● WHAT TO PRODUCE
Line for line, the listing below is to be transcribed exactly.

BEGIN

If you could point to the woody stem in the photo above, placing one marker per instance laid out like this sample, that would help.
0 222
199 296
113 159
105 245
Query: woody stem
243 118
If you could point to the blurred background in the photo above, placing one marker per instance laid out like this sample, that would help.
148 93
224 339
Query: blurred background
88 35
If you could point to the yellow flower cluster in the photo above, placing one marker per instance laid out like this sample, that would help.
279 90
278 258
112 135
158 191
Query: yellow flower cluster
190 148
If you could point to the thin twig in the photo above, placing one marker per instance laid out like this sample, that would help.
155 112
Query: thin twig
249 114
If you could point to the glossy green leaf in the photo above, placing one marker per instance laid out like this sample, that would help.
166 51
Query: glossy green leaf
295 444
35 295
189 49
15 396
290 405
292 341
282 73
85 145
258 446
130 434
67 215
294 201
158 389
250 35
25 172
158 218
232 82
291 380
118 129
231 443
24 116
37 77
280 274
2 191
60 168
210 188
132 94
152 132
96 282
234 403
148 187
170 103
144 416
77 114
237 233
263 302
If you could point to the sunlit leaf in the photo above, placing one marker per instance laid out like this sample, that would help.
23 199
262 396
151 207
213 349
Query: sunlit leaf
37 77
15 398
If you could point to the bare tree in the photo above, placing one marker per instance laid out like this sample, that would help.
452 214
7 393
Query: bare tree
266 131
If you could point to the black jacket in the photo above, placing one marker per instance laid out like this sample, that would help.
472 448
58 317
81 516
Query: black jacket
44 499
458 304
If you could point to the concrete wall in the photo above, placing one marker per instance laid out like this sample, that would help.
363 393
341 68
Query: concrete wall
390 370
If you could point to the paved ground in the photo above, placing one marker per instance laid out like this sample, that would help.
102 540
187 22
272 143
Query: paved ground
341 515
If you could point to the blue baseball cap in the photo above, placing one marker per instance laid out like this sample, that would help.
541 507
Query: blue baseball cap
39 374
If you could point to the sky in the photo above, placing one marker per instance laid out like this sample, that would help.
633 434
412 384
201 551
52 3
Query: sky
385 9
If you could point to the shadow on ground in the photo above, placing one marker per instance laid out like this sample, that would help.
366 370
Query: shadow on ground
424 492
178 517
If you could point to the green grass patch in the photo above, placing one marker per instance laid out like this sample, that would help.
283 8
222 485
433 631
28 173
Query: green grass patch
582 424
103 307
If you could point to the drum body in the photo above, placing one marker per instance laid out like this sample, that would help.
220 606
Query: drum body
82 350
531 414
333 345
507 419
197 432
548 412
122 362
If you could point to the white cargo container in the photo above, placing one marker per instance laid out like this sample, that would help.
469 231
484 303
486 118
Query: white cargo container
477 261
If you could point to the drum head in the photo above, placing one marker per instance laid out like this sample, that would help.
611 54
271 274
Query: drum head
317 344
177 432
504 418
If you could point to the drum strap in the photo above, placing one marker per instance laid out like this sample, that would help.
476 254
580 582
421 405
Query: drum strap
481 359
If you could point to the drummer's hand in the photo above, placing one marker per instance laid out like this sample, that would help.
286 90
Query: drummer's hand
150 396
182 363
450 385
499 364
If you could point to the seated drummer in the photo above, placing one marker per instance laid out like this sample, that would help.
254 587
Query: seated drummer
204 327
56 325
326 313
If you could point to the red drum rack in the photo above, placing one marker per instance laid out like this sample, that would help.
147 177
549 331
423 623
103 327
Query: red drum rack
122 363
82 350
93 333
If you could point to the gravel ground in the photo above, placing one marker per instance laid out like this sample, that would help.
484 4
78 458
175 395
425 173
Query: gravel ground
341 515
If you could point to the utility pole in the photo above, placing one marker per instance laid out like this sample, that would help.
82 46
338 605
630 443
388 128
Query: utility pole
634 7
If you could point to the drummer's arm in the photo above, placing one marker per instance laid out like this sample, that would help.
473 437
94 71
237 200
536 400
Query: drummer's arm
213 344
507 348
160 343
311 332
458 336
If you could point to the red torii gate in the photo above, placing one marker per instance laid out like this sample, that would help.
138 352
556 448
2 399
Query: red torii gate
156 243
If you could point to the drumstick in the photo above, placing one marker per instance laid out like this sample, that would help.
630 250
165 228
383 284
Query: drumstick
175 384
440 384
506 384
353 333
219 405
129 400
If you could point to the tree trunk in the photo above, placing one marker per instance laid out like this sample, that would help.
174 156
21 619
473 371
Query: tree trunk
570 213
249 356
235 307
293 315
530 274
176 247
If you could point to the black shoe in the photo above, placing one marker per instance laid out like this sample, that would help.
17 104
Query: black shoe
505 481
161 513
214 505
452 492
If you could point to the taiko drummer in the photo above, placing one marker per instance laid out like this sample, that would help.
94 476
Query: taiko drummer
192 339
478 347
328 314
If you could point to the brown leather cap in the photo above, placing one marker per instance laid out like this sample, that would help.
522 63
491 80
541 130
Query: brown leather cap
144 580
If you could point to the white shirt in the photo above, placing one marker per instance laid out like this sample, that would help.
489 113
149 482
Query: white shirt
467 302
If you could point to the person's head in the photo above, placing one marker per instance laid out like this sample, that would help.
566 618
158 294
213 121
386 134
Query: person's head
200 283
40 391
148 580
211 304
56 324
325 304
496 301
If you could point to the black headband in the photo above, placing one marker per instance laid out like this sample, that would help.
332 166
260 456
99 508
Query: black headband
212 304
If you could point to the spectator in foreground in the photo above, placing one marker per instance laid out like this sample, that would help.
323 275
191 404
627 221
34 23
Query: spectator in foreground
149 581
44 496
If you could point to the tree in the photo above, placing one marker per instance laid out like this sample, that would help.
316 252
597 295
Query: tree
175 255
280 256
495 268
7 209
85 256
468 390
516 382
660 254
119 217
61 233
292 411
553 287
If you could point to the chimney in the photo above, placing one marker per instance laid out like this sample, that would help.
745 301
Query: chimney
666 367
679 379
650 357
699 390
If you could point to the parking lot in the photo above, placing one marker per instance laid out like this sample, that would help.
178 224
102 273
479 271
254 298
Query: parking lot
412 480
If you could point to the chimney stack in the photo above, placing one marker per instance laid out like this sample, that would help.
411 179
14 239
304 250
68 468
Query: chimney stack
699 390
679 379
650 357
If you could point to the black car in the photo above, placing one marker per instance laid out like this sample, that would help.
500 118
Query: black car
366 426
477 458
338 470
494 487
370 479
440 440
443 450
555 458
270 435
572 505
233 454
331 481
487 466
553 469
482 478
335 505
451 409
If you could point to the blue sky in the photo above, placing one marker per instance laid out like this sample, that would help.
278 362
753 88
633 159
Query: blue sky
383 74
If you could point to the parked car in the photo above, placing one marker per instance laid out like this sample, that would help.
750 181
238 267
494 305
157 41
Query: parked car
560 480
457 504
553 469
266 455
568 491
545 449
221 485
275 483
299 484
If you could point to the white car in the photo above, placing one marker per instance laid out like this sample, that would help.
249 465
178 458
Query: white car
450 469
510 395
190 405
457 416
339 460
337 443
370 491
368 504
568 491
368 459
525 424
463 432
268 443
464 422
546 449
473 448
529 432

END

● WRITTEN SOLUTION
If you could point to the woody stem in the photo above, placing one marker per instance laid out like this sample, that would help.
0 222
199 296
113 159
105 245
Query: woody stem
243 118
If you could point to the blurred background in the photo above, placing one marker per instance laid out like this sample, that would help.
148 93
224 339
Query: blurred background
88 35
If you could point to the yellow flower cluster in the photo above, placing one marker per instance laid out like this sample, that would help.
279 90
278 258
112 135
158 191
Query: yellow flower cluster
190 148
If you could point to the thin twig in the photo above, placing one marker per instance laid out like this sample, that would help.
155 112
Query: thin twig
249 114
If you could point to the glossy green leaf in the photo above, placing one marker per instance laid out like this sample, that would help.
166 51
Query: glossy green leaf
295 444
35 295
189 49
15 396
290 405
292 341
282 73
85 145
258 446
130 434
67 215
294 201
158 389
250 35
25 172
158 218
232 82
291 380
118 129
231 443
24 116
37 77
280 274
2 191
60 168
210 188
132 94
152 132
96 282
234 403
148 187
170 103
144 416
77 114
237 233
263 302
If you could point to the sunlit leaf in the photo above, placing one marker per instance laid out like this sample, that would help.
23 199
262 396
151 207
213 349
Query: sunlit leaf
37 77
15 398
If you could point to the bare tree in the photo above, placing one marker per instance laid out like this sample, that would help.
452 214
7 393
Query: bare tree
266 131
If you could point to the black jacket in the photo above, placing one marker per instance laid out like this sample, that would help.
472 448
58 317
81 516
Query: black jacket
44 499
458 304
If you could point to the concrete wall in the photo above, placing one marker per instance laid out like this sample, that would help.
363 393
341 68
Query: concrete wall
390 370
If you could point to the paved ground in the photo above, placing one marker per instance laid out like this sample, that would help.
102 540
187 22
272 143
Query: paved ground
341 515
If you could point to the blue baseball cap in the photo above, placing one marker per instance laid out like this sample, that would help.
541 507
Query: blue baseball cap
39 374
If you could point to the sky in the photo above, placing one marker per instance laid out like this sample, that would help.
633 434
412 384
201 551
52 3
Query: sky
385 9
If you could point to the shadow on ground in the photo above, placing one marker per instance laid out like this sample, that would help.
366 370
Query: shadow on ground
424 492
178 517
If you could point to the green grass patch in the photo above, placing one marker per instance laid out like this sample, that would help.
283 8
222 485
433 631
28 173
Query: green grass patch
582 424
103 307
If you could point to the drum body in the photo above, placing one marker per instance laid out like this sample, that would help.
220 606
Query: drum body
82 350
531 414
333 345
507 419
197 432
548 412
122 362
If you could point to the white cargo container in the photo above, placing one marker per instance laid out like this sample, that would help.
469 231
484 303
486 118
Query: white cargo container
477 261
If you could point to the drum head in the photo above, placing one marker per instance laid out like this sample, that would help.
611 54
271 274
Query: drum head
317 344
177 432
504 418
If you could point to the drum strap in the photo above, placing one marker per instance laid out like this sample, that would help.
476 254
580 582
421 405
Query: drum strap
481 359
If you could point to the drummer's hand in the photo above, placing one marker per instance laid out like this sample, that would help.
286 90
Query: drummer's hand
150 396
182 363
450 385
499 364
If you could point to the seated drummer in the photo above, placing one marker per instance laid out like this sample, that would help.
254 587
Query: seated drummer
204 327
56 325
326 313
If you could point to the red drum rack in the photo above, placing one marker per instance laid out like this sample, that would help.
147 177
549 331
423 623
103 327
Query: red drum rack
122 363
82 350
93 333
If you could point to the gravel ground in the photo above, placing one marker per instance laid out like this sample, that would help.
484 4
78 458
175 395
425 173
Query: gravel ground
341 515
If you could point to the utility pole in the photo above, placing one marker per instance laid out like this sample, that would help.
82 46
338 605
630 443
388 128
Query: utility pole
634 7
If you could point to the drummer's arm in the photo above, placing one marker per instance laid out like this sample, that would help.
473 437
94 71
237 200
536 400
Query: drummer's arm
213 344
507 348
160 343
311 332
458 336
If you could point to the red torii gate in the photo above, placing one marker per instance laid out like this sample, that would help.
138 352
556 448
2 399
Query: red torii gate
156 243
If you could point to the drumstick in the photo above, placing one marker per instance laid out like this sample, that would help.
630 250
165 228
383 284
Query: drumstick
175 384
440 384
506 384
353 333
219 405
129 400
If you could point to the tree trunk in the photo above, placing one marker per instance laid out like this sample, that would help.
174 156
21 619
473 371
Query: tree trunk
570 213
249 356
235 307
293 315
530 274
176 247
If you could point to the black shoe in the photo above, placing one marker per instance laid out like this sample, that would help.
17 104
Query: black shoe
505 481
161 513
214 505
452 492
If you could point to the taiko drummer in the photo above, placing one marker per instance laid out like this sample, that would help.
94 476
Query: taiko drummer
192 339
478 347
328 314
If you could point to the brown leather cap in the photo above, placing one marker per instance laid out like this sample, that would help.
522 63
491 80
541 130
Query: brown leather cap
144 580
If you could point to the white shirt in the photo above, placing one marker per instance laid out like this sample, that would help.
489 113
149 482
Query: white shirt
467 302
If you could point to the person's head in the photo above, placing one marker per instance laid out like this sample, that would help.
566 618
158 294
213 121
386 134
Query: person's head
200 283
40 391
148 580
211 304
56 324
325 304
496 301
If you could point to the black headband in the photo above, placing one marker per instance laid out like this sample, that would help.
332 166
260 456
99 508
Query: black headband
212 304
If you could point to the spectator in foreground in the photo above, placing one marker per instance laid out like this sample, that would help.
323 275
191 404
627 221
34 23
Query: spectator in foreground
149 581
44 496
If you could point to the tree in the photo above, placing one marker per instance laid out like this sample, that would help.
316 252
597 295
Query: tree
175 255
280 256
495 268
7 209
85 256
468 390
516 382
660 254
119 217
61 233
292 411
553 287
If you could point to the chimney in the photo above, placing one marker per instance laid out like this sample, that would help.
745 301
Query: chimney
666 367
679 379
650 357
699 390
If you could point to the parking lot in the photo above, placing one marker per instance laid out like this sample, that would help.
178 224
102 273
479 271
254 298
Query: parking lot
412 480
If you could point to the chimney stack in the photo above, placing one marker per instance laid out like this sample, that would help.
411 179
14 239
304 250
68 468
Query: chimney stack
699 390
679 379
650 357
If you could point to the black car in the photo above, placing one marker per instance laid out like this sample, that would help.
500 118
Query: black car
366 426
477 458
338 470
494 487
370 479
440 440
443 450
555 458
270 435
572 505
233 454
331 481
487 466
553 469
482 478
335 505
451 409
If you could point to the blue sky in the photo above, placing one marker per instance laid out like this sample, that would help.
278 362
753 88
633 159
Query: blue sky
383 74
If you could point to the parked car in the photo above, placing one marker per instance laid out like this sample, that would help.
750 181
238 267
494 305
157 41
Query: parked car
560 480
457 504
553 469
266 455
568 491
545 449
221 485
275 483
299 484
If you could point to the white car in the photo above, placing one marker per instance laid out like this sample, that would help.
249 465
178 458
Query: white car
450 469
510 395
190 405
457 416
339 460
337 443
370 491
368 504
568 491
368 459
525 424
463 432
268 443
464 422
546 449
473 448
529 432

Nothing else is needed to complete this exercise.